Page excerpt:
These arguments, supporters of DDI claim, are not merely abstract assertions given that they have already been proven to be true in specific national contexts. In particular, the Chinese case is constantly highlighted as the exemplar of how DDI can be attracted and used to spur economic growth. The story of China’s emergence as a major world economic power has now taken on almost mythic proportions among politicians and policymakers proposing economic reforms. A critical part of this tale pertains to how the country transformed itself from a land shunning FDI to becoming one of the world’s foremost destinations for investors. The numbers tell their own story in this regard. In 1980, China attracted a mere US$ 596 million in FDI. By 2019, this number had grown to a record-breaking US$ 136.7 billion (Reuters, 2020). What is even more striking is that a significant portion of that investment — well over 50% as calculated over the past three decades — came from overseas Chinese, particularly those living in Hong Kong, Taiwan and Pacific Rim. As FDI analysts have noted, some of these numbers are a bit dubious, given the “round-tripping” — i.e., a noticeable trend of investors from mainland China re-directing their capital through neighboring countries in order to benefit from the special FDI/DDI incentives. However, that tact is not allowed to mar the main story. China’s ability to attract DDI, it is argued, set it on the path of becoming the world’s second-largest economy, and therefore it only makes sense to assume that the policies it followed would be a workable blueprint for countries that possess a substantial diaspora.

Task to complete:
Turn the paragraph of the China investment excerpt that begins "These arguments, supporters of DDI claim" into a short bulleted list that keeps its main facts.

Records supplied:
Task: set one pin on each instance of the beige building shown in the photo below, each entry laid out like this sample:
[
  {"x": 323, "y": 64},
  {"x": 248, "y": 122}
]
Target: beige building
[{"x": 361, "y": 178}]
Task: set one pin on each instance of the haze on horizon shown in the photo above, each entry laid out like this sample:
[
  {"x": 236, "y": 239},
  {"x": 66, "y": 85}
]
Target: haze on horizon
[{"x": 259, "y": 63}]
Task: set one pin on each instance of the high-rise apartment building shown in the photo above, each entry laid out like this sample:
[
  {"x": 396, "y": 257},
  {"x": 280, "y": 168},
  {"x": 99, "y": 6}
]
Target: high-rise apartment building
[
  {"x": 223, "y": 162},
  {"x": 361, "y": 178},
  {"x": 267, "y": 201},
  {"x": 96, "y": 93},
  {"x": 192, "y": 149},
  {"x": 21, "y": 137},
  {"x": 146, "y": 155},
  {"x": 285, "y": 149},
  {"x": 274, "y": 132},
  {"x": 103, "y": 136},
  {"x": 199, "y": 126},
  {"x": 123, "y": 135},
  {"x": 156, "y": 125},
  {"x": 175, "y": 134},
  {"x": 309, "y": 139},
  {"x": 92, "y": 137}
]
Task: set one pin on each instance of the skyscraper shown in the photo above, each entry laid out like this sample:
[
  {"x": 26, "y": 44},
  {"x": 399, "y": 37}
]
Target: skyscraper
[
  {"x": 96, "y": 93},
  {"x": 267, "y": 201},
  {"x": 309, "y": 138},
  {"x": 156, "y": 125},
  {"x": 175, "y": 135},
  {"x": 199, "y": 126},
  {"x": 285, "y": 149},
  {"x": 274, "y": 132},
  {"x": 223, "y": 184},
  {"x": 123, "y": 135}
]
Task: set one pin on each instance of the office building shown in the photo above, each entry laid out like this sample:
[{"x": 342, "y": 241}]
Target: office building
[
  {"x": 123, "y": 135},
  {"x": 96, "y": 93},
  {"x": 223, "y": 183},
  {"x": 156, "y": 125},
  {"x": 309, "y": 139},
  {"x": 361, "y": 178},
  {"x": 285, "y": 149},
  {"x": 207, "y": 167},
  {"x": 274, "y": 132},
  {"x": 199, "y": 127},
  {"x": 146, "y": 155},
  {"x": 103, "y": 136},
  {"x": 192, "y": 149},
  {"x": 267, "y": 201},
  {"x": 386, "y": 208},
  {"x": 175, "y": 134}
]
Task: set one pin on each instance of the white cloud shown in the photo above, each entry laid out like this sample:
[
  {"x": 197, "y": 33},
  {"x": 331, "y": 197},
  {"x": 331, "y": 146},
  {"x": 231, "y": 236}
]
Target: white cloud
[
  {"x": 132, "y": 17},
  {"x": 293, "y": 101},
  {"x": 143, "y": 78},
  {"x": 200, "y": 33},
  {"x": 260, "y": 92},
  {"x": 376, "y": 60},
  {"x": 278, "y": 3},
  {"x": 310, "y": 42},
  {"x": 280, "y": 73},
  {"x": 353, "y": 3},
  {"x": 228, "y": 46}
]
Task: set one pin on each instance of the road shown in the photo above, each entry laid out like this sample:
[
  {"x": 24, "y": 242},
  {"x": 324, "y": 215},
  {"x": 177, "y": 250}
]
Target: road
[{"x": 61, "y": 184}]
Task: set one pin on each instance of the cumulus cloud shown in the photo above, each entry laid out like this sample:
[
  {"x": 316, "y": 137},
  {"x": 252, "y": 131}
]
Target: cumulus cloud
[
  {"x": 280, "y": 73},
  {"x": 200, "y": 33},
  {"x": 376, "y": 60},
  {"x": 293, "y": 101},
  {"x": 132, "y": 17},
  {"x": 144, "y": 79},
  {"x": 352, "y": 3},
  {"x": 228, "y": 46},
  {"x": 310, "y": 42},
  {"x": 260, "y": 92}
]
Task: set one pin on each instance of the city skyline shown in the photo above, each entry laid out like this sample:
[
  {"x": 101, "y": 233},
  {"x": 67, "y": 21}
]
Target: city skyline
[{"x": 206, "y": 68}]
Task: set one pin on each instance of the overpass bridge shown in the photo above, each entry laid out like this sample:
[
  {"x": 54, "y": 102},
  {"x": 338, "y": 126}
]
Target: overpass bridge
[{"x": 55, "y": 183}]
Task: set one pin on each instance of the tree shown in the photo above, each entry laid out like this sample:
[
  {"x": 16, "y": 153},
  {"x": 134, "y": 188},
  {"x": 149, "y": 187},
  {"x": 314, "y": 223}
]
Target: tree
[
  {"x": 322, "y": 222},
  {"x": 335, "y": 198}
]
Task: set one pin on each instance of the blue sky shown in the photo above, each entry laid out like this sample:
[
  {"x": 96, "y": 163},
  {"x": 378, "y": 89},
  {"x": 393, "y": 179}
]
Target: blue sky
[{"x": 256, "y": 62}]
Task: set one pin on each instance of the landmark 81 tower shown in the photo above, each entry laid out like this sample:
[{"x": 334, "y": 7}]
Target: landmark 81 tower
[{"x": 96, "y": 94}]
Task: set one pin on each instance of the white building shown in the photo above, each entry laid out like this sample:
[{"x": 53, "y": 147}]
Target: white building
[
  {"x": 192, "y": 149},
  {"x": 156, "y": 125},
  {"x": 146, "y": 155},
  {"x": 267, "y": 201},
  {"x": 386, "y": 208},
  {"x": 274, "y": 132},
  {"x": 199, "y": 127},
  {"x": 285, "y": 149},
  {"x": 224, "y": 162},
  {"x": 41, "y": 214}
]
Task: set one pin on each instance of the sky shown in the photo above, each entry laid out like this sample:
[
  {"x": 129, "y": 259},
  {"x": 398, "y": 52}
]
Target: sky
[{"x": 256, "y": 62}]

Output for this exercise:
- DDI supporters say their arguments have already been proven in specific countries, and China is their main example.
- Among politicians and policymakers proposing economic reforms, China's rise to world economic power has become almost a myth. A key part of the story is how China went from shunning FDI to being one of the world's top destinations for investors.
- FDI into China grew from US$ 596 million in 1980 to a record US$ 136.7 billion in 2019 (Reuters, 2020).
- Over the past three decades, well over 50% of that investment came from overseas Chinese, especially in Hong Kong, Taiwan and the Pacific Rim.
- Analysts note that some figures are doubtful because of "round-tripping," where mainland investors send money through neighboring countries to get FDI/DDI incentives. This is not allowed to spoil the main story.
- Supporters argue that attracting DDI put China on the path to becoming the world's second-largest economy. They say its policies should therefore work as a blueprint for countries with a large diaspora.